Among the other guitarists that have owned a Somogyi guitar of Oakland, famed environmental activist John Denver owned 2 Somogyi guitars before he passed away from a plane accident. Reportedly, “In 1986 John Denver commissioned luthier Ervin Somogyi to build a matching pair of guitars. One was a six string and the other was 12 string guitar. These instruments featured Sitka spruce tops, Brazilian rosewood was used for the backs, sides and bridge saddle. The necks were made of Honduras mahogany. The guitars were both featured a single Florentine cutaway and decorative inlays starting at the 3rd fret. The headstocks had an unusual design, ending in a point. The bridge saddle also featured an extremely stylistic design.”

Another drop dead gorgeous acoustic cutaway handmade steel string guitar built by James Olson in 2011 appeared for sale in recent days with Dream Guitars. This fantastic beauty with exquisite inlays has a cedar top, and Brazilian rosewood for its back and sides, with a Brazilian rosewood neck. This rare beautiful sounding handmade guitar can be had for the regular asking price of $51,495, or for only $49,995 if one pays in cash.

James Olson also made some beautiful acoustic guitars for guitarist/activist Paul Simon, and guitarist/activist James Taylor.

#### Work to complete:
A: Locate every line in the records that contains the string "following" and copy each such line out, treating uppercase and lowercase as distinct.
B: Resume the passage on handmade acoustic guitars, writing on from its last sentence.
The passage on handmade acoustic guitars has no connection to the records that come after it.

#### Exercise material:
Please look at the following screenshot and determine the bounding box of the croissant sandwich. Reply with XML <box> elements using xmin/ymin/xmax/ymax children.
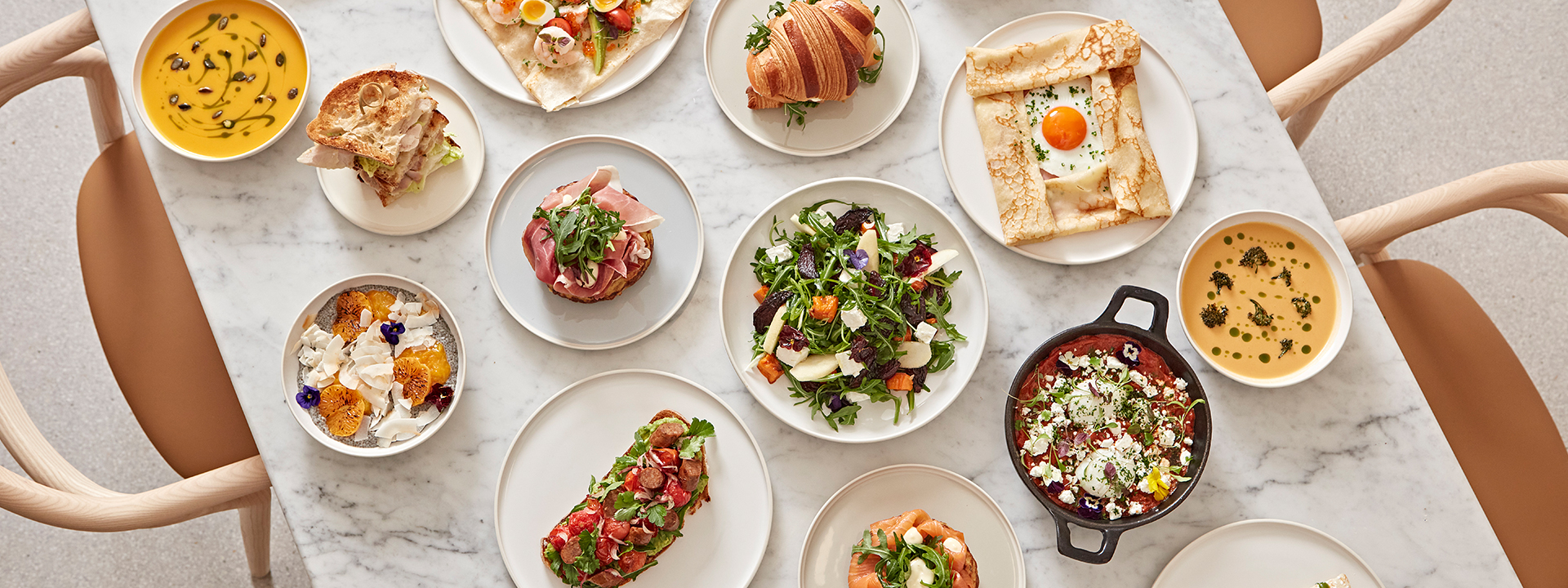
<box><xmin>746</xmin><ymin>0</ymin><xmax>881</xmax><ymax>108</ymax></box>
--
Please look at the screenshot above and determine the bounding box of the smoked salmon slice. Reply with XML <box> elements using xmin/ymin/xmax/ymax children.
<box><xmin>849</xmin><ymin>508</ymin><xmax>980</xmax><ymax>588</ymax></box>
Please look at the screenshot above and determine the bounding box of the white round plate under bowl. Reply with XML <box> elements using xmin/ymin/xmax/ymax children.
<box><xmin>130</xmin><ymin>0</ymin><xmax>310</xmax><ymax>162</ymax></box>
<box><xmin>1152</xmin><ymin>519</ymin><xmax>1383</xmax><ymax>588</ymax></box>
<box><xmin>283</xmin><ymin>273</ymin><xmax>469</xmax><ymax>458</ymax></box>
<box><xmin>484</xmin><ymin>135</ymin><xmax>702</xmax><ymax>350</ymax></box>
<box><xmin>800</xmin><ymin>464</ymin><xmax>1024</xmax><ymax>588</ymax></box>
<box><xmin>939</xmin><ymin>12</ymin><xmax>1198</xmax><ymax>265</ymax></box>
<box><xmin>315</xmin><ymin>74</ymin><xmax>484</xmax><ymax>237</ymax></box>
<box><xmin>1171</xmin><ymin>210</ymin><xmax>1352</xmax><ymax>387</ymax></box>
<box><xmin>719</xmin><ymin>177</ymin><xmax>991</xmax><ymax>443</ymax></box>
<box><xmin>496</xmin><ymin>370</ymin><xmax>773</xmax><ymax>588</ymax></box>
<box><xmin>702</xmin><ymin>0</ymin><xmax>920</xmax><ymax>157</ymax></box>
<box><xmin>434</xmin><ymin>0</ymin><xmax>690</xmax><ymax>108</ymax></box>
...
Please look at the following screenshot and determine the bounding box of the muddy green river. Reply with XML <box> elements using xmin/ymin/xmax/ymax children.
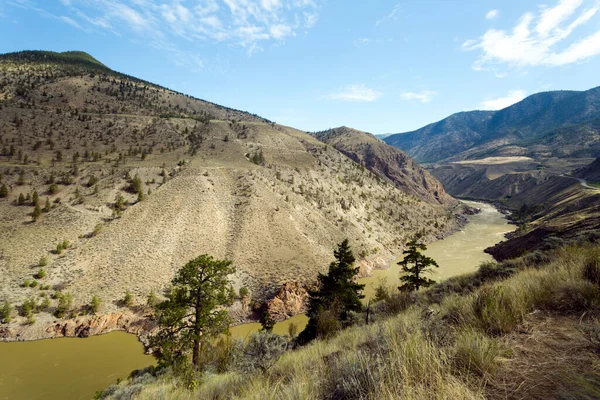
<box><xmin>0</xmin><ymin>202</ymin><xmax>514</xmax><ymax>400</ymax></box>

#### Outputs:
A:
Please look at the following screenshot and determine the bounding box of the croissant sandwich. Reply with XML <box> elements using xmin/ymin/xmax/ymax children.
Please look at the following screenshot and determine the bounding box of the muddy green river. Reply with XML <box> elements using xmin/ymin/xmax/ymax children.

B:
Another beautiful handmade guitar made by James Olson that is available with Dream Guitars for a mere $36,995 is not a guitar that your average poor, peace and social-justice activist can ever afford. Not unless the activist ends up suing the cops and the City of Oakland for millions of dollars for being brutalized while protesting on the streets against one of the many social-injustices occurring in Oakland on a daily basis.

Another beautiful handmade acoustic steel string guitar made of Brazilian rosewood and moon spruce that became available recently with Dream Guitars, is a Tippin guitar, for the regular asking price of $25,745, or for only $24,995 for the cash price.

A more affordable beautiful Raymond Kraut guitar is also available with Dream Guitars for the regular price of $14,415, or the cash price of $13,995. Raymond Kraut was an apprentice of Ervin Somogyi in Oakland, a town well known for its peace and social-justice activists.

Some guitar playing activists can afford some of these rare beautiful handmade guitars, but this story is dedicated to all the poor guitar playing activists out there that can only dream of ever owning some of these exquisitely rare fantastic sounding guitars that are out-of-reach for most people.

Lynda Carson may be reached at tenantsrule [at]

§Photo of very rare Kay electric lap steel guitar from 1939
by Lynda Carson Thursday Oct 17th, 2019 5:45 AM
Photo of a very rare Kay electric lap steel guitar from 1939, that was bought at a Flea Market at Laney College back in 1985, which is owned by Lynda Carson.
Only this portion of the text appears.